__Available data__
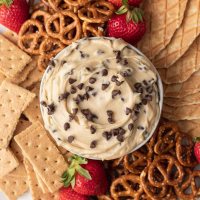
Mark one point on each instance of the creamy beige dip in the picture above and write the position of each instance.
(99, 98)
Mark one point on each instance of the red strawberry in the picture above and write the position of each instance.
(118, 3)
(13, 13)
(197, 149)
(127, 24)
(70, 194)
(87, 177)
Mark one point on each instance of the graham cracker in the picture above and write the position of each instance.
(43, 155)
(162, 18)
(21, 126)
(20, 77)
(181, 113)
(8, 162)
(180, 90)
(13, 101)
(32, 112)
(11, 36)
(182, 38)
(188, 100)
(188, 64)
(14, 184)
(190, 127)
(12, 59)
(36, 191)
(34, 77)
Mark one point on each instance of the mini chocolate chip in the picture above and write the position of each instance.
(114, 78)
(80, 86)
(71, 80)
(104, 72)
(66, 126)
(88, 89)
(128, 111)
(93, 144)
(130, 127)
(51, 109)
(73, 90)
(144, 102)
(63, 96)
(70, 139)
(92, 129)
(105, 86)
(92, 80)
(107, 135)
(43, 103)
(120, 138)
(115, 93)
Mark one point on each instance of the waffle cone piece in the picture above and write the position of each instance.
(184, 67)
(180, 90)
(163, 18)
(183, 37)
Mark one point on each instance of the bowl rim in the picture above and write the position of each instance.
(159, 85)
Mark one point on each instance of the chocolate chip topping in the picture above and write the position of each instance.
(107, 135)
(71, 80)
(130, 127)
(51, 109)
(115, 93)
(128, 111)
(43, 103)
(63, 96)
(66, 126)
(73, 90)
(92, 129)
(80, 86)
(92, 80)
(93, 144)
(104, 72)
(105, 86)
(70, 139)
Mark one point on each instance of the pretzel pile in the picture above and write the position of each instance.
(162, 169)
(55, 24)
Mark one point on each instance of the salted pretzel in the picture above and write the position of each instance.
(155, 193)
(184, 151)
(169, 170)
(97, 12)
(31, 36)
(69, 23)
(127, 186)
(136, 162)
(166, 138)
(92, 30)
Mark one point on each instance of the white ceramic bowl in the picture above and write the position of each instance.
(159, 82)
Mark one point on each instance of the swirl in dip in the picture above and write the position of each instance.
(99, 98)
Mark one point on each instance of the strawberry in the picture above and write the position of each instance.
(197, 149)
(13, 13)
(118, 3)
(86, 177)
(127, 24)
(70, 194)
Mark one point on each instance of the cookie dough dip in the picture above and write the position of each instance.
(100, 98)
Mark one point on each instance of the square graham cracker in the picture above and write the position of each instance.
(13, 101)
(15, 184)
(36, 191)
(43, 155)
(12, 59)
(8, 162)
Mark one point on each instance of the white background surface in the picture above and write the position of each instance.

__Work to be completed__
Each record must be set down again without alteration, and no picture may be carried over.

__Reply__
Mark one point on each instance of the creamy beige dip in the picture above and write the position of each instance.
(99, 98)
Mark one point on each instance of the red strawberry in the picture above and write the position of each instance.
(118, 3)
(13, 13)
(197, 149)
(127, 24)
(70, 194)
(87, 177)
Mark one point on each instance of the graham cracker in the picture above and write the position of each instance.
(43, 155)
(162, 18)
(21, 126)
(20, 77)
(181, 113)
(8, 162)
(180, 90)
(13, 101)
(32, 112)
(11, 36)
(182, 38)
(188, 100)
(188, 64)
(14, 184)
(190, 127)
(12, 59)
(36, 191)
(34, 77)
Mark one point on each instance of the mini chocolate chip in the picture above and write the position of each instance.
(114, 78)
(80, 86)
(71, 80)
(104, 72)
(66, 126)
(88, 89)
(128, 111)
(93, 144)
(130, 127)
(51, 109)
(73, 90)
(144, 102)
(63, 96)
(70, 139)
(92, 129)
(105, 86)
(92, 80)
(107, 135)
(43, 103)
(120, 138)
(115, 93)
Mark one point on each instance of the waffle cone piece in the picture above and write the position of each instance.
(184, 67)
(180, 90)
(163, 18)
(183, 37)
Mark one point on each instance of the bowl rim in the picture above and write the position of each instance.
(159, 85)
Mark one point on each instance of the chocolate chip topping in the picture above and write the position of each instance.
(107, 135)
(71, 80)
(130, 127)
(51, 109)
(115, 93)
(128, 111)
(43, 103)
(63, 96)
(66, 126)
(73, 90)
(92, 129)
(80, 86)
(92, 80)
(93, 144)
(104, 72)
(105, 86)
(70, 139)
Mark one point on each instance of the pretzel pile in the picture above and write the position of each instance.
(162, 169)
(55, 24)
Mark one point on each instance of the salted pretzel in the picture above and write the position of each instance.
(155, 193)
(184, 151)
(169, 170)
(97, 12)
(31, 36)
(69, 23)
(127, 186)
(136, 162)
(166, 138)
(92, 30)
Mark one point on each instance of the white ceramic bowl in the picture above and write the position of each instance.
(159, 82)
Mark one point on each instance of the swirl in dip in the picture above and write the position of each instance.
(99, 98)
Mark one point on each instance of the strawberry in the picture above and write the position of each instance.
(197, 149)
(13, 13)
(118, 3)
(86, 177)
(127, 24)
(70, 194)
Mark one point on each instance of the cookie dough dip in the picture above and write the position of each instance.
(100, 98)
Mark one point on each instance of the square graham cracker in the picture above and write the position of each instance.
(13, 101)
(15, 184)
(36, 191)
(43, 155)
(12, 59)
(8, 162)
Mark one point on each instance of the white background surface in the picture above and write the position of each instance.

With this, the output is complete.